* EXERCISE DIRECTIONS:
Quote each of the rows below word for word, in their original order.

* RECORDED INFORMATION:
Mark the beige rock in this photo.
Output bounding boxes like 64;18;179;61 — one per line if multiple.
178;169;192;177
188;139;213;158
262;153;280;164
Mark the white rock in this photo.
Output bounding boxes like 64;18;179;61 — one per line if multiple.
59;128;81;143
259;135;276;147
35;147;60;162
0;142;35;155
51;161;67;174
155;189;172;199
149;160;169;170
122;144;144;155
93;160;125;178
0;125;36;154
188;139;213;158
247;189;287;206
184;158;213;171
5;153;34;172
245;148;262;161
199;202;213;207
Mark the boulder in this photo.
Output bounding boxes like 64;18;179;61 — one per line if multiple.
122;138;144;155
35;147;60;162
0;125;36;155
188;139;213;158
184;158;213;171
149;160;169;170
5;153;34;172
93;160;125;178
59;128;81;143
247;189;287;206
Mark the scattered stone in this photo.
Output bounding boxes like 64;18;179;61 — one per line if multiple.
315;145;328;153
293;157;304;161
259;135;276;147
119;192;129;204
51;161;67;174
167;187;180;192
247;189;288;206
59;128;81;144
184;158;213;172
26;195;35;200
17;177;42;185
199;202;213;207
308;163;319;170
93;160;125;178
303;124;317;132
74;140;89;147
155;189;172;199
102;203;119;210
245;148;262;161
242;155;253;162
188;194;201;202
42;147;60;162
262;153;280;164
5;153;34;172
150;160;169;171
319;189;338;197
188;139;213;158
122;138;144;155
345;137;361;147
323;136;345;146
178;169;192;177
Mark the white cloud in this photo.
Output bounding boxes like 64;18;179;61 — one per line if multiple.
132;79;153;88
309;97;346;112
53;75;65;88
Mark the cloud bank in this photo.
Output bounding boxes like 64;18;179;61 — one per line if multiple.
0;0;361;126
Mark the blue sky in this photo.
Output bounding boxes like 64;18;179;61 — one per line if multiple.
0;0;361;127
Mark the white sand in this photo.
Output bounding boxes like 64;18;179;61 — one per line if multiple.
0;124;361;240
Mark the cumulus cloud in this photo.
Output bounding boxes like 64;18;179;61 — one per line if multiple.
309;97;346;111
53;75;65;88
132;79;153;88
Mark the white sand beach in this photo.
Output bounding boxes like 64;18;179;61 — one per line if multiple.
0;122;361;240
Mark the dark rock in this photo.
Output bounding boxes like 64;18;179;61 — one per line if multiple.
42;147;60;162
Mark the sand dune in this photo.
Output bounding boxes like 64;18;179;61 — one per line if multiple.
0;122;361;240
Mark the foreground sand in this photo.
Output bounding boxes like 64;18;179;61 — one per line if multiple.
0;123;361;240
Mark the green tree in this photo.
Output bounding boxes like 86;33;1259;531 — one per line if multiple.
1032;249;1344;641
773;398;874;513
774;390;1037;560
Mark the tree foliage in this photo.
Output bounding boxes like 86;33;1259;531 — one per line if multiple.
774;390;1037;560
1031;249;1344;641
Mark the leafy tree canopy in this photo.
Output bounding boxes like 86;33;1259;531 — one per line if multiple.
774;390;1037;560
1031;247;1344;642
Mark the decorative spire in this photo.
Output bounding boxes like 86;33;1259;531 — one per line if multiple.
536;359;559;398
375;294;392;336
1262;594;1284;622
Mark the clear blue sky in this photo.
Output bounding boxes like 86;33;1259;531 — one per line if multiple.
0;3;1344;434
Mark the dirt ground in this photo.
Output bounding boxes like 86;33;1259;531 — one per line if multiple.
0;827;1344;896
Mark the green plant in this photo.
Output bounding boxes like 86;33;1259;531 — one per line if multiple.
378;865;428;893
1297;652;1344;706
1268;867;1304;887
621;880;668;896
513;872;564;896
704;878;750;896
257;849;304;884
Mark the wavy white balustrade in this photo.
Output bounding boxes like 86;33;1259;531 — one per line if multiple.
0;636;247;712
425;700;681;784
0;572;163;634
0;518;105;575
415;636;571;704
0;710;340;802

* WRITTEN ANSWER:
Mark the beige rock in this photo.
Output bounding boxes like 64;18;179;61 — one per line if multiple.
178;169;192;177
188;139;213;158
262;153;280;164
Mark the white rock in this photo.
Output bounding boxes like 64;18;179;61 — one per line if multiple.
59;128;81;143
259;135;276;147
35;147;60;162
0;142;35;155
51;161;67;174
155;189;172;199
149;160;169;170
122;144;144;155
93;160;125;178
0;125;36;154
188;139;213;158
247;189;287;206
184;158;213;171
5;153;34;172
245;148;262;161
199;202;213;207
Mark the boulder in this photo.
Output bounding boxes like 64;18;179;61 — one per line if multiple.
122;138;144;155
35;147;60;162
0;125;36;155
188;139;213;158
184;158;213;171
149;160;169;170
5;153;34;172
93;160;125;178
59;128;81;143
247;189;287;206
Mark the scattered stone in this photo.
Output bounding boxes like 64;18;179;61 — one per line if multiple.
315;145;328;153
293;157;304;161
259;135;276;147
119;192;129;204
51;161;67;174
167;187;180;192
247;189;288;206
59;128;81;144
184;158;213;172
26;195;35;200
17;177;42;185
199;202;213;207
308;163;319;170
93;160;125;178
303;124;317;132
74;140;89;147
155;189;172;199
102;203;119;210
245;148;262;161
242;155;253;162
188;194;201;202
42;147;60;162
262;153;280;164
5;153;34;172
150;160;169;171
319;189;338;197
188;139;213;158
122;138;144;155
345;137;361;147
323;136;345;146
178;169;192;177
Mark the white cloud in this photo.
Output bounding boxes like 64;18;179;61 — one per line if multiple.
132;79;153;88
309;97;346;112
53;75;65;88
Mark the cloud bank in this photo.
Output bounding boxes like 64;18;179;61 — one per line if multiple.
0;0;361;126
Mark the blue sky in this photo.
Output bounding boxes like 64;18;179;61 — one per line if multiple.
0;0;361;127
Mark the white sand in this photo.
Output bounding boxes like 64;18;179;61 — one per line if multiple.
0;124;361;240
Mark the cumulus cloud in this photo.
Output bounding boxes like 64;18;179;61 — one per line if multiple.
309;97;346;111
53;75;65;88
132;79;153;88
Mark the white sand beach in this photo.
Output bounding boxes like 64;18;179;61 — one per line if multiple.
0;122;361;240
Mark the dark rock in this photo.
Output bounding boxes like 64;18;179;61 — one per line if multiple.
42;147;60;162
Mark the sand dune in this photo.
Output bounding boxes like 64;18;179;61 — one per line if multiple.
0;122;361;240
Mark the foreground sand in this photo.
Output bounding boxes like 64;18;179;61 — one per line if multiple.
0;123;361;240
Mark the green tree in this photo.
Output bounding boxes like 86;33;1259;531 — one per line if multiple.
1032;249;1344;641
773;398;874;513
774;390;1037;560
Mark the tree foliage in this photo.
Output bounding boxes like 86;33;1259;531 — one per line if multiple.
774;390;1037;560
1031;249;1344;641
Mark the leafy tree canopy in this photo.
Output bounding boxes like 86;33;1259;531 — one per line if multiple.
774;390;1037;560
1031;247;1344;642
Mark the decorative spire in this photo.
Output bounding boxes like 86;33;1259;531 — one per line if multiple.
536;359;559;398
375;294;392;336
1262;594;1284;622
Mark the clear blue sky in this photo.
Output bounding boxes like 86;33;1259;531 — one per line if multiple.
0;3;1344;434
Mark the dirt ground in this photo.
Output bounding boxes like 86;33;1259;531 — one per line if multiple.
0;827;1344;896
Mark the green plant in this photo.
Output bounding boxes like 86;33;1259;531 — one per line if multiple.
378;865;428;893
1297;652;1344;706
1268;867;1304;887
621;880;668;896
513;872;564;896
704;878;750;896
257;849;304;884
Mark the wavy white balustrade in this photo.
Output bounding boxes like 86;33;1259;531 — one per line if multiple.
0;636;247;712
425;700;681;784
0;572;163;634
0;518;105;575
415;636;571;704
0;710;340;802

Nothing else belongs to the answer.